(Exercise):
Below are records to be reproduced exactly and in full.

- - -

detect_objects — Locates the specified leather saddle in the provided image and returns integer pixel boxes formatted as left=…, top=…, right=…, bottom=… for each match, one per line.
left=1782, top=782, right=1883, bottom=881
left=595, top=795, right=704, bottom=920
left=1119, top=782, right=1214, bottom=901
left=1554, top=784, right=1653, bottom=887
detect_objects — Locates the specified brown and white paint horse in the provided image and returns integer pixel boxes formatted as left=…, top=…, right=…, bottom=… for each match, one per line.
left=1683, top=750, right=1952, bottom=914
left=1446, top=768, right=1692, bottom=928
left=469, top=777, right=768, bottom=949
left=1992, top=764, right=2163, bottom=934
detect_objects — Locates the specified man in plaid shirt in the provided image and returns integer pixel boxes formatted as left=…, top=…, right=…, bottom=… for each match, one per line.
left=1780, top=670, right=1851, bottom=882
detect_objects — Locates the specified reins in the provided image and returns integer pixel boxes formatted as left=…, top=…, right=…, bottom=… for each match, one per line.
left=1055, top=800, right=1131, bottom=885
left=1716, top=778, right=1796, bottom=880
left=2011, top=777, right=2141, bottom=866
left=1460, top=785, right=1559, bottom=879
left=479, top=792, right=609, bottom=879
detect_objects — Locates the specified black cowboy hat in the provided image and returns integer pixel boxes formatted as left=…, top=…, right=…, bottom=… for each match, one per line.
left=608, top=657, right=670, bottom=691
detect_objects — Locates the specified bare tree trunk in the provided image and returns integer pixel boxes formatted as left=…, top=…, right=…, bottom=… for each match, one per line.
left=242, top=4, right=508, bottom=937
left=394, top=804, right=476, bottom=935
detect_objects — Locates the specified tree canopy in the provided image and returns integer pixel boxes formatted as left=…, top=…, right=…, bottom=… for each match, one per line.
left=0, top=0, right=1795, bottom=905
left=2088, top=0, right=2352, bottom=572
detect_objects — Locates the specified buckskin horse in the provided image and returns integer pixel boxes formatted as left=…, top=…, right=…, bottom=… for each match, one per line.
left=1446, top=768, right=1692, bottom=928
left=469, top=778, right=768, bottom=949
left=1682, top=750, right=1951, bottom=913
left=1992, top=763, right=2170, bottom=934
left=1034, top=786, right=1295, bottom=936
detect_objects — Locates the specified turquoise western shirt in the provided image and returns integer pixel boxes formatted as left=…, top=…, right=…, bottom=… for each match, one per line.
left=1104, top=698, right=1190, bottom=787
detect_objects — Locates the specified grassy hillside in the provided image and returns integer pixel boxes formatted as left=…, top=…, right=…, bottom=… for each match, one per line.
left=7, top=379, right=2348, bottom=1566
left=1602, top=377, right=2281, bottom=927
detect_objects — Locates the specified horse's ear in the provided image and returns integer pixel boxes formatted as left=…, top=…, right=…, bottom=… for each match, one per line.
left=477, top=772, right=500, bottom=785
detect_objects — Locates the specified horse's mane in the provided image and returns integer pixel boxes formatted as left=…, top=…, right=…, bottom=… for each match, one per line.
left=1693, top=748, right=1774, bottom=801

- - -

(Output of the task):
detect_objects — Locates the specified leather saddle in the provided image and returns integer pixel boxes formatted as left=…, top=…, right=…, bottom=… for each match, one per line.
left=1782, top=782, right=1883, bottom=881
left=595, top=795, right=704, bottom=920
left=1119, top=782, right=1214, bottom=901
left=1554, top=784, right=1653, bottom=887
detect_objects — Locates the specified brown and white paint horse in the provided image and returns integer pixel boxes formatted as left=…, top=…, right=…, bottom=… for each match, one per line.
left=1683, top=750, right=1952, bottom=914
left=1446, top=768, right=1692, bottom=928
left=469, top=777, right=768, bottom=949
left=1992, top=764, right=2163, bottom=934
detect_objects — Locates the specified man in plaid shirt in the provided image and returns integer pixel boxes formatted as left=…, top=…, right=…, bottom=… for each match, one per line.
left=1780, top=670, right=1851, bottom=882
detect_objects — Locates the specified reins in the provided image and returns integer pixel boxes formatted as left=…, top=…, right=…, bottom=… for each match, one per line.
left=1055, top=800, right=1131, bottom=885
left=1716, top=778, right=1796, bottom=880
left=2011, top=777, right=2141, bottom=866
left=1460, top=785, right=1559, bottom=879
left=479, top=792, right=609, bottom=879
detect_objects — Locates the specified black cowboy hat in the provided image and returns integer pixel boxes formatted as left=…, top=…, right=…, bottom=… for each match, one per line.
left=608, top=657, right=670, bottom=691
detect_objects — Locates the specified bare tree trunk in the provided image and returns integer pixel boxes formatted as left=…, top=…, right=…, bottom=… for each match, one per line.
left=242, top=4, right=508, bottom=937
left=394, top=804, right=476, bottom=935
detect_objects — Locates the specified tree canopy in the provided image and returns integer pixel boxes formatted as left=…, top=…, right=…, bottom=… for each match, one per line.
left=0, top=0, right=1795, bottom=905
left=2088, top=0, right=2352, bottom=572
detect_objects — Locates the specified buckskin horse in the provided image and returns integer pixel boxes formatted as left=…, top=…, right=…, bottom=… for each match, one per line.
left=1446, top=768, right=1692, bottom=928
left=469, top=778, right=768, bottom=949
left=1682, top=750, right=1951, bottom=913
left=1992, top=763, right=2170, bottom=934
left=1034, top=786, right=1295, bottom=936
detect_objects — Locates the specified turquoise western shirt in the provided image and returns integer pixel boxes formatted as left=…, top=…, right=…, bottom=… for each match, one per line.
left=1104, top=698, right=1190, bottom=787
detect_objects — Locates the specified grassy hillside in the provided image and returns integer pixel boxes formatted as left=…, top=…, right=…, bottom=… for each match, one per line.
left=7, top=379, right=2348, bottom=1566
left=1602, top=377, right=2281, bottom=927
detect_objects — Locates the specified horse's ear in the provided image and returns integer pixel boxes formatted as left=…, top=…, right=…, bottom=… for each match, one per line.
left=477, top=772, right=500, bottom=785
detect_objects — Locates the specified horse's mane in the provided image and returns integer pixel boxes formatted as left=…, top=…, right=…, bottom=… for each match, one per line.
left=1693, top=748, right=1774, bottom=801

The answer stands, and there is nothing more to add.